Alıntılanan Metin =>
►

20.4.10

barış bıçakçı öyküleri

,
*** bu yazıda barış bıçakçı'nın kitaplarına dair ayrıntılar yer alıyor. kitapları okumamış olanlar yazıyı okumak istemeyebilirler.***

sanırım ilk olarak annemin kitaplığındaki kitapları okuyarak başladığım için, türk edebiyatı’nda en çok 80’lerde yazılmış öyküleri okumuşum. bu dönemde yazılmış öykülerde, hem annemin kitaplarında, hem de daha sonra okulda okuduklarımızda gördüğüm ortak taraflar var. türk öykücülerinin metnin sınırlarını zorladığı, kurgusallığı kırıp okura yazının mutfağını açtığı bir dönem bu. bunun eminim bir takım politik ve sosyo-kültürel sebepleri de vardır, benim asıl değinmek istediğim bir süre sonra bu öykülerin okura fazla “deneysel” gelmesi meselesi. hepsinin böyle olduğunu söylemiyorum, ama döneme genel olarak yayılmış böyle bir hava var bence. içlerinde çok başarılı olanlar da var elbette, ama insan öyle bir noktaya geliyor ki, tanıdık, bütünselliğini koruyan, konusundan başka bir şey anlatma derdi olmayan bir şeyler de okumak istiyor- bende böyle oldu en azından.


evdeki kitaplığımızda müpteda’ya doğum günü hediyesi olarak gelen “bir süre yere paralel gittikten sonra” duruyordu, bense “hazır tüyap'tayken kendime de bir hediye alayım” diyerek “baharda yine geliriz”i almıştım. o kadar sade, abartıdan uzak, mütevazı ama bir yandan da insana çok başka bir yerinden dokunan öyküler var ki bu kitapta, tam olarak anlatamıyorum. her okurun “bunu ben yazmış olmalıydım” dediği bir roman, öykü, herneyse vardır diye tahmin ediyorum, benim için bu kitaptaki “eve dönerken” öyküsü böyle işte. çok fazla ipucu vermek istemiyorum, ama basit, gündelik bir olay nasıl bambaşka bir yola sapar, nasıl insanın hiç yaşamadığı, tanık olmadığı bir deneyim bu kadar içselleşebilir bilmiyorum, ama oluyor bir şekilde. "insan olma hali"ni inanılmaz bir şekilde yansıtan öyküler var bu kitapta. bir yandan ankaralı öyküler bunlar; bana sanki yazar, içinde taşıdığı kasvetli ama sakin ankara'dan dışarı bakıyor gibi geliyor, öykülerine de bunun izleri yansıyor.

◄

Verilen Görev => Yukarıdaki Barış Bıçakçı öyküleri yazısında "sanırım ilk olarak" sözcüklerini içeren yerle açılıp "oldu en azından." ile kapanan kısmı hiç değiştirmeden yazdırır mısın?

Sağlanan Veriler =>
►

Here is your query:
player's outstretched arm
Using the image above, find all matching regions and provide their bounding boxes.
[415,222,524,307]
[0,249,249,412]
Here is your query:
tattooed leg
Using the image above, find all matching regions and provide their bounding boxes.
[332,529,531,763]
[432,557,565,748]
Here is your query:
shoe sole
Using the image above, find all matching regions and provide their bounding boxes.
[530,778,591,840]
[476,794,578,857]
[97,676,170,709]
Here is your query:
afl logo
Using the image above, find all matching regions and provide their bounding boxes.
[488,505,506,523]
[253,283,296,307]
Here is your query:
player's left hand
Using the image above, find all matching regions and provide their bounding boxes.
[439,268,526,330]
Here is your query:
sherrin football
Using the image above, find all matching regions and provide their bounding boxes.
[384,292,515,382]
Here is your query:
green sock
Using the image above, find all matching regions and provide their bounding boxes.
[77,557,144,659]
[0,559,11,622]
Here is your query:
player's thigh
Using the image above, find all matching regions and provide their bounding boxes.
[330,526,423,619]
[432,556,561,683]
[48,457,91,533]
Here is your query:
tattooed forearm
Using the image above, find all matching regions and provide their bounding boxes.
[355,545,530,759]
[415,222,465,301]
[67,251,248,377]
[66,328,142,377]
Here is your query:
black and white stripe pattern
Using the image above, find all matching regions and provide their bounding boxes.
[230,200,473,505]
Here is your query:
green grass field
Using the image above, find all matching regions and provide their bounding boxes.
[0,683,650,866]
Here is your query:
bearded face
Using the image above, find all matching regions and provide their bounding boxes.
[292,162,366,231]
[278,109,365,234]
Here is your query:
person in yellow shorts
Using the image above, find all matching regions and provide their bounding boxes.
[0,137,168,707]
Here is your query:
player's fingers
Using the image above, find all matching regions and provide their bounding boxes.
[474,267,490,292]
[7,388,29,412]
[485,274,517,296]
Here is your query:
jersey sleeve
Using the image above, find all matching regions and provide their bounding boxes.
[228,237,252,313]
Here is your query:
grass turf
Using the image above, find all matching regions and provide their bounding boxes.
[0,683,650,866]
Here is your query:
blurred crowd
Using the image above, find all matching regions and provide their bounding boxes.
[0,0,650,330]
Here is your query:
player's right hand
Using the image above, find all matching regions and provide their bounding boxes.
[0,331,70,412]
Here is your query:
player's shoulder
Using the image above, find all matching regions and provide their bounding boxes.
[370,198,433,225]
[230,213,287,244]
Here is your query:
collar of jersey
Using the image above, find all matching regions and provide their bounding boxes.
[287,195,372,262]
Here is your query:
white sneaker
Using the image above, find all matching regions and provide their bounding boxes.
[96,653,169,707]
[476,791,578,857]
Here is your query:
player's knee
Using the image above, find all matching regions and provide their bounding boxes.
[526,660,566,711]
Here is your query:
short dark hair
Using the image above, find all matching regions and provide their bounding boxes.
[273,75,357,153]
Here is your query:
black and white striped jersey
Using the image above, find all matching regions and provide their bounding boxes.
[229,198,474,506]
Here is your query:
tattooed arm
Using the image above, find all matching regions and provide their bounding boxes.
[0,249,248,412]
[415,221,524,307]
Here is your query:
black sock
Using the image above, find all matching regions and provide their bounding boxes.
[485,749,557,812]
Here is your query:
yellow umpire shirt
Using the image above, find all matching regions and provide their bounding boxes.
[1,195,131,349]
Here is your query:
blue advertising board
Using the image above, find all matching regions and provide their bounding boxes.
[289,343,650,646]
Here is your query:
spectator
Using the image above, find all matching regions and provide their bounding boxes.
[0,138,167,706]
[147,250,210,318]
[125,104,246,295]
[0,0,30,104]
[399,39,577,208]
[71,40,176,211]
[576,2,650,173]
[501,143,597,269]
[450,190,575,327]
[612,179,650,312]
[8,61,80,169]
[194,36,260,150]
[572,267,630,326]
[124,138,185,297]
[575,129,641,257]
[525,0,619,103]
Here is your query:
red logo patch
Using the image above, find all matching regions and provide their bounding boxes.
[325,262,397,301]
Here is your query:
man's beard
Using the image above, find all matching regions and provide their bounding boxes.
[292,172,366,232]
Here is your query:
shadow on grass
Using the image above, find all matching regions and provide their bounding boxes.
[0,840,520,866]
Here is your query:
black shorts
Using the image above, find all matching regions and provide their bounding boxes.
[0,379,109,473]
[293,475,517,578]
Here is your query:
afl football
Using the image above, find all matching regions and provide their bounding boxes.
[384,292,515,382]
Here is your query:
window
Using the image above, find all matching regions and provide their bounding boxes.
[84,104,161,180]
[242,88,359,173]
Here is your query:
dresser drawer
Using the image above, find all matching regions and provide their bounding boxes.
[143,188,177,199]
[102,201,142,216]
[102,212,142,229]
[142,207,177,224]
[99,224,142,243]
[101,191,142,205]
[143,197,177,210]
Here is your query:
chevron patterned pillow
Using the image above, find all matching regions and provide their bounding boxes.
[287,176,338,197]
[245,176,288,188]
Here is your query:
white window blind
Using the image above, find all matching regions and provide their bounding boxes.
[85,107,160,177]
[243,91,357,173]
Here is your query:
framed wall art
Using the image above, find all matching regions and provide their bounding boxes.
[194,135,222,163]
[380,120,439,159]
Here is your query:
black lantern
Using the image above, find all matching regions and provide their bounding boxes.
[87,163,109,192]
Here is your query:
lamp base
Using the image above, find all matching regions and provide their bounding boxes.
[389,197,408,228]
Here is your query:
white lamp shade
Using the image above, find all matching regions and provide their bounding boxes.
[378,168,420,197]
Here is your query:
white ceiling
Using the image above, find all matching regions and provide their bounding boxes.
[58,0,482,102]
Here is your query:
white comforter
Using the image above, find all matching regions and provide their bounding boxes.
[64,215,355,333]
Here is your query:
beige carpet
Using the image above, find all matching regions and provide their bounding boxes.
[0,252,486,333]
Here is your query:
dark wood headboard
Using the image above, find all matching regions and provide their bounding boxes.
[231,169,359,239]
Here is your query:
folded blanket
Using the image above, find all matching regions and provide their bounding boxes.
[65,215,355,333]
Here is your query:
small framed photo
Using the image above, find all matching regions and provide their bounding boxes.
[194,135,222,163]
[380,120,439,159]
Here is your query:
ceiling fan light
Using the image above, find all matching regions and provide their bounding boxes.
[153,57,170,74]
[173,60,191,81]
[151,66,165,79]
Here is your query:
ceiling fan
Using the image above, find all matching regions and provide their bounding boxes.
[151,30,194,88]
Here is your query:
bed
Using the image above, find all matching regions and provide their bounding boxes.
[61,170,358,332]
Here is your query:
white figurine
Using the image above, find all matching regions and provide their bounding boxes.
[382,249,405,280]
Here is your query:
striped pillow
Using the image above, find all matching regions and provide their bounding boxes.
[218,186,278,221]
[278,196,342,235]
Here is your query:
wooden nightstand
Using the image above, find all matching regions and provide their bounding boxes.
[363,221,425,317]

◄
►

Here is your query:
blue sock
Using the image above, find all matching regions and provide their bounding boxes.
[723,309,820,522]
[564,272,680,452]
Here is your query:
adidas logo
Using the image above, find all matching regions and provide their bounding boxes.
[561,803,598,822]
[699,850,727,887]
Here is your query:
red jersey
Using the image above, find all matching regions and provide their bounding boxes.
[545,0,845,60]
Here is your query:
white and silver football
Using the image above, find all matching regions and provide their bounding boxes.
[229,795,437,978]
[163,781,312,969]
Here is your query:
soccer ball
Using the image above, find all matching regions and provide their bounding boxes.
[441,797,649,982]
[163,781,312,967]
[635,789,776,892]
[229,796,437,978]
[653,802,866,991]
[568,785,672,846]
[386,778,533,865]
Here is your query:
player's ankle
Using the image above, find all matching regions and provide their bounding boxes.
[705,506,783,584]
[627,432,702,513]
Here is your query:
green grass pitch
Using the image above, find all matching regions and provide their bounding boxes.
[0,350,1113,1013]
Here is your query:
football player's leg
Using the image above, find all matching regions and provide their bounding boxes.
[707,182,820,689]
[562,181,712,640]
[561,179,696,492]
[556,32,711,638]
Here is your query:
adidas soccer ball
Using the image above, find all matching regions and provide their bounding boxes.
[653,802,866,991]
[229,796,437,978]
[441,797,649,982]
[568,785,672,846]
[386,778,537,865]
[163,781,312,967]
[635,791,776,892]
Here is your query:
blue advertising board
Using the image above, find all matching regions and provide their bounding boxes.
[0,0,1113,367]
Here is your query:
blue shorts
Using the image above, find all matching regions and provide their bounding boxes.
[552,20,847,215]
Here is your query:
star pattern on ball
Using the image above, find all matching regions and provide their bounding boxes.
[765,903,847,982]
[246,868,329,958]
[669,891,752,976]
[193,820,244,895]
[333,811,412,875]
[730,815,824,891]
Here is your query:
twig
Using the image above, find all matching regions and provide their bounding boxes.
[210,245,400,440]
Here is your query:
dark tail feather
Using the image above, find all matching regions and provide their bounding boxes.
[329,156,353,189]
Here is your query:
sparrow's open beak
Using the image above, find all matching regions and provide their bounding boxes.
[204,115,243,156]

◄

Yanıt Aşağıda =>
sanırım ilk olarak annemin kitaplığındaki kitapları okuyarak başladığım için, türk edebiyatı’nda en çok 80’lerde yazılmış öyküleri okumuşum. bu dönemde yazılmış öykülerde, hem annemin kitaplarında, hem de daha sonra okulda okuduklarımızda gördüğüm ortak taraflar var. türk öykücülerinin metnin sınırlarını zorladığı, kurgusallığı kırıp okura yazının mutfağını açtığı bir dönem bu. bunun eminim bir takım politik ve sosyo-kültürel sebepleri de vardır, benim asıl değinmek istediğim bir süre sonra bu öykülerin okura fazla “deneysel” gelmesi meselesi. hepsinin böyle olduğunu söylemiyorum, ama döneme genel olarak yayılmış böyle bir hava var bence. içlerinde çok başarılı olanlar da var elbette, ama insan öyle bir noktaya geliyor ki, tanıdık, bütünselliğini koruyan, konusundan başka bir şey anlatma derdi olmayan bir şeyler de okumak istiyor- bende böyle oldu en azından.